══ Given information

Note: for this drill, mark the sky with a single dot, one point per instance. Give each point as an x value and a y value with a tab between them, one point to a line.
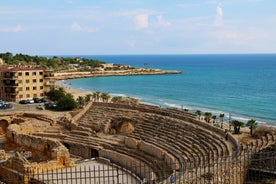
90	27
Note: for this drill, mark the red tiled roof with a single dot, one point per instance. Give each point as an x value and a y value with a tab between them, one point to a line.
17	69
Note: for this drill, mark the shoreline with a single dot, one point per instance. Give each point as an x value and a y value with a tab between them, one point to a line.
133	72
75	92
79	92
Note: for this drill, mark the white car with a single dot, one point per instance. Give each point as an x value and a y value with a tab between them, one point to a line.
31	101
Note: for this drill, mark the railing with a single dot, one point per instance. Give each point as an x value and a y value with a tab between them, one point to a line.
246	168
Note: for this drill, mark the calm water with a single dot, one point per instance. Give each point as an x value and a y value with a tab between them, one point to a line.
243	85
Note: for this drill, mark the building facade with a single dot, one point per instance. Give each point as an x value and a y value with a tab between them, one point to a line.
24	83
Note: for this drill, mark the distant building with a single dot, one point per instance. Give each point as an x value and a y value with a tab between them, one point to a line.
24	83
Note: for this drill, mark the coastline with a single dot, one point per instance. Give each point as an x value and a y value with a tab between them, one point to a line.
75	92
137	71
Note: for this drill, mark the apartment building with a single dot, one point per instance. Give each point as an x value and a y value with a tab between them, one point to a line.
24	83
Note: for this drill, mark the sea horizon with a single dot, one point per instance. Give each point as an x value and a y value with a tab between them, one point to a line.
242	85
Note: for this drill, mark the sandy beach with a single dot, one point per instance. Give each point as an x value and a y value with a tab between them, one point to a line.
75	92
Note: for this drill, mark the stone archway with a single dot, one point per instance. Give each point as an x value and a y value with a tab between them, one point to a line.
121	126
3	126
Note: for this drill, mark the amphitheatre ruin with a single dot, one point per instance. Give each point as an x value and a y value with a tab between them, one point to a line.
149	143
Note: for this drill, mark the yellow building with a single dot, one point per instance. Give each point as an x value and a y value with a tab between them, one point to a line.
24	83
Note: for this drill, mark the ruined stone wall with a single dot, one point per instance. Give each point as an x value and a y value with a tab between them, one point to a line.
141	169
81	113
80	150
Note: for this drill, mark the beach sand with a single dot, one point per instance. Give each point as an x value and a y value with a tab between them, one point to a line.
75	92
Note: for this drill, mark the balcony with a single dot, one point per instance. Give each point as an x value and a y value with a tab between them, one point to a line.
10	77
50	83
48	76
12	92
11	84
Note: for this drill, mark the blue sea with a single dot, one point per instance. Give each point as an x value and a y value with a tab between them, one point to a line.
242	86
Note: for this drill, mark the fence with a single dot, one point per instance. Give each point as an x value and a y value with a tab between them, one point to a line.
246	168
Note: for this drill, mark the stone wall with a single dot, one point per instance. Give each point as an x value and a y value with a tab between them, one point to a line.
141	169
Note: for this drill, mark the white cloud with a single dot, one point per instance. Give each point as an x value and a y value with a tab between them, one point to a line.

════

* Task goal: Copy every one of the records above word for word, leaving out the pictures.

* Response:
Note: for this drill, mark the sky with a single dot, one point per instance. Give each point as an x value and a y value with a tab between them, one point to a line.
90	27
Note: for this drill, mark the red tiled roof with a single dot, one point per instance. Give each point as an x value and a y value with a tab between them, one point to a line.
17	69
Note: for this drill, mark the shoreline with a single dot, one point per instance. Give each point as an x value and a y value with a tab between them, one point to a line.
133	72
75	92
79	92
Note: for this drill, mark the white car with a single dot, one point per instance. Give each point as an x value and a y value with a tab between them, one point to a line.
31	101
Note: for this drill, mark the railing with a single dot, one point per instance. Give each point as an x value and a y value with a tab between them, one point to a line.
246	168
Note: for this drill, mark the calm water with a single dot, one point per instance. Give each point as an x value and a y value with a tab between them, one point to a line.
243	85
Note: for this drill, mark the building facade with a single dot, one point per instance. Give each point as an x value and a y value with a tab between them, one point to a line.
24	83
Note: for this drill, mark the distant building with a single dot, one point per instance. Give each point as an x value and a y value with a tab between them, one point to a line.
24	83
Note: for this drill, mark the coastline with a single dot, one point per instance. Give each point as an x value and a y value with a tab between them, one point to a line.
75	92
137	71
Note: for this drill, mark the apartment building with a single dot, one point per instance. Give each point as an x value and a y value with a tab between them, one point to a line.
24	83
Note: for this drill, mark the sea horizon with a single dot, one point per instance. Give each point as an x value and a y value with a tab between them, one point to a line.
242	85
Note: for this drill, mark the sandy beach with a single dot, one point per instance. Give each point as an x value and a y value with a tab between them, one point to a line.
75	92
Note: for this drill, mark the stone archway with a single dot, one point per instance. Give each point as an x value and a y value with a tab between them, one point to a line.
121	126
3	126
Note: for this drill, mark the amphitheatre ruin with a single dot, one point per instance. Give each point as an x value and a y value with a tab between them, one point to a line.
149	143
Note: for this drill, mark the yellow building with a single dot, one point per instance. Give each point as an x value and a y value with a tab between them, one point to a line.
24	83
Note: for this drill, mark the ruined stone wall with a single dot, one point per instance. Give each point as an x value and a y value with a tab between them, one point to a line.
141	169
81	113
80	150
Note: for this drill, mark the beach sand with a single dot, one point per instance. Give each point as an x value and a y value with a tab between them, one point to a line.
75	92
Note: for this drill, mark the balcony with a single dot, one point per instance. Give each point as an x value and a y value with a tab between them, one point to a line.
10	77
50	83
48	76
12	92
11	84
Note: for this drill, mark the blue sea with a single dot, one point per instance. Give each point as an x value and a y value with a tab between them, one point to a line.
242	86
Note: for this drill, mark the fence with a single dot, one point per instance. Give each point as an x value and a y value with a tab between them, one point to a line.
246	168
Note: for this drill, mark the stone wall with a single dot, one point per instance. Give each point as an x value and a y value with a tab between them, one point to a line.
141	169
Note: for this drill, mark the white cloud with a single dot, one point per instance. Give each point as an x value and a y value with a tab between them, one point to a line.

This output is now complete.